[Dataset Boundary: Start]

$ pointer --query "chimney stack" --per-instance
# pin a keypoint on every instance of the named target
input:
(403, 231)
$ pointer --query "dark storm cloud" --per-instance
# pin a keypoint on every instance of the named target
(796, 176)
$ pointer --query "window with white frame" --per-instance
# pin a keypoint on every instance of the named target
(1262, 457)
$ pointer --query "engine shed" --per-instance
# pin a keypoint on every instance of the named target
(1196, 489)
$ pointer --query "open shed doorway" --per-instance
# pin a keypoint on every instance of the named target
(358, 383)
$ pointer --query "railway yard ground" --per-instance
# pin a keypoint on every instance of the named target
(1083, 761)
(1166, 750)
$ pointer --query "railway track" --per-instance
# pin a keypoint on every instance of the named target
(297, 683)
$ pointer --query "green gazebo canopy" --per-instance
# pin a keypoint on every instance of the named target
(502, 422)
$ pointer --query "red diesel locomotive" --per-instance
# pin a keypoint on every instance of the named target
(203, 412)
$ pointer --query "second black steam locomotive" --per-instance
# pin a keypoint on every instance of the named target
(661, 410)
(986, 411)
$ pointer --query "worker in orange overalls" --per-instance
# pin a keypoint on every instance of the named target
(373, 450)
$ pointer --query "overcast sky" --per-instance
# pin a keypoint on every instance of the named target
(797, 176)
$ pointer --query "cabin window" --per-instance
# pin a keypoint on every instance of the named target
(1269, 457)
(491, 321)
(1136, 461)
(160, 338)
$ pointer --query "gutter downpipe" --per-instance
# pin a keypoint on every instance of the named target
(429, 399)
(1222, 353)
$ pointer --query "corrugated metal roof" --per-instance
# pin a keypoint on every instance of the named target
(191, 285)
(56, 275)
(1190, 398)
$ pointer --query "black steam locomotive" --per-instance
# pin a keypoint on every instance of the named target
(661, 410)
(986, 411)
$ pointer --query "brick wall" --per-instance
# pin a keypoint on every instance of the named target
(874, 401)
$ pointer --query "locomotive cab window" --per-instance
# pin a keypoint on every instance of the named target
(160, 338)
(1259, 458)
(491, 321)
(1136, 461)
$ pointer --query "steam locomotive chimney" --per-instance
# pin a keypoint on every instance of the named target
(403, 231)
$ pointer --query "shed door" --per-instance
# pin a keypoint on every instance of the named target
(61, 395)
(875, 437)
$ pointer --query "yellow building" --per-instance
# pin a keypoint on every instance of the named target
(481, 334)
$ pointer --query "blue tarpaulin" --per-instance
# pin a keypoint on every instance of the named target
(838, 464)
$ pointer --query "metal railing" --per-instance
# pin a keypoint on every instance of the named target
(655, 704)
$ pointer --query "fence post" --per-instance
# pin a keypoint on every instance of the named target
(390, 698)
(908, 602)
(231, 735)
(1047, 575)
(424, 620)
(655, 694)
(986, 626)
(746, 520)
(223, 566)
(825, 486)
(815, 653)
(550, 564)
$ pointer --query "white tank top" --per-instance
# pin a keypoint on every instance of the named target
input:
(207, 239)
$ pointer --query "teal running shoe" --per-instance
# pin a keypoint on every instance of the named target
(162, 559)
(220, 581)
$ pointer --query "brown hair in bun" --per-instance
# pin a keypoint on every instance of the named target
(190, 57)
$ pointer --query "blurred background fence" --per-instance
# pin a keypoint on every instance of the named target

[Dataset Boundary: End]

**Work to complete**
Set the entries down again precisely as they were given.

**Task solution**
$ pointer --query "chimney stack" --per-instance
# pin a keypoint on every instance of the named target
input:
(403, 231)
$ pointer --query "dark storm cloud" --per-instance
# pin a keypoint on every instance of the named target
(796, 176)
$ pointer --query "window with white frame" --per-instance
# pin a keypoint on every instance of the named target
(1262, 457)
$ pointer --query "engine shed" --per-instance
# pin a keypoint on every instance of the named target
(1196, 489)
$ pointer --query "open shed doorway" --per-instance
# pin a keypoint on every instance of the named target
(358, 383)
$ pointer --query "railway yard ground" --per-instance
# pin a keypoint on every instance of the named target
(1083, 761)
(1166, 750)
$ pointer --query "railway track" --per-instance
# pin a keypoint on every instance of the named target
(297, 683)
$ pointer --query "green gazebo canopy" --per-instance
# pin a keypoint on every instance of the named target
(502, 422)
$ pointer --query "red diesel locomotive" --per-instance
# pin a keypoint on every instance of the named target
(203, 412)
$ pointer --query "second black steam locomotive" --per-instance
# pin a keypoint on every instance of the named target
(661, 410)
(986, 411)
$ pointer --query "worker in orange overalls" --per-instance
# pin a keypoint on every instance of the named target
(373, 450)
$ pointer --query "overcast sky" --per-instance
# pin a keypoint on every instance of the named target
(797, 176)
$ pointer --query "cabin window" --per-instance
# pin a keypoint on every instance of the named target
(1269, 457)
(491, 321)
(1136, 461)
(160, 338)
$ pointer --query "gutter downpipe" --per-instance
# pin a keypoint on every instance of the named target
(429, 399)
(1222, 353)
$ pointer --query "corrugated metal roof" --per-instance
# pin a keypoint on every instance of the named target
(191, 285)
(56, 275)
(1190, 398)
$ pointer --query "black steam locomotive" --per-instance
# pin a keypoint on every instance of the named target
(661, 410)
(986, 411)
$ pointer --query "brick wall" --per-instance
# pin a keypoint on every instance of the named target
(874, 401)
$ pointer --query "locomotive cab window" --per-instance
# pin a keypoint on every instance of the named target
(160, 338)
(1259, 458)
(491, 321)
(1136, 461)
$ pointer --query "steam locomotive chimney" --per-instance
# pin a keypoint on every instance of the named target
(403, 231)
$ pointer --query "shed door" --per-instance
# pin a keypoint on every instance of the named target
(61, 395)
(875, 437)
$ pointer --query "yellow building" --per-instance
# pin a keypoint on every instance of the named target
(481, 334)
$ pointer --query "blue tarpaulin" --per-instance
# pin a keypoint on every instance of the named target
(838, 464)
$ pointer --query "metal railing" --per-instance
# pin a keypoint on every instance of the named target
(655, 704)
$ pointer --query "fence post" --per-instance
# pin a keypoint on every instance of the named target
(390, 698)
(908, 602)
(231, 735)
(1047, 575)
(424, 620)
(655, 694)
(986, 626)
(746, 520)
(223, 566)
(825, 486)
(815, 653)
(550, 564)
$ pointer --query "white tank top" --per-instance
# pin a keypoint on every instance of the named target
input:
(207, 239)
$ pointer --query "teal running shoe" --per-instance
# pin a keypoint on every instance of the named target
(162, 559)
(220, 581)
$ pointer --query "brown hair in bun" --per-instance
# pin a keypoint on every instance of the named target
(190, 57)
$ pointer --query "blurred background fence" --per-instance
# pin a keypoint on every instance of the named target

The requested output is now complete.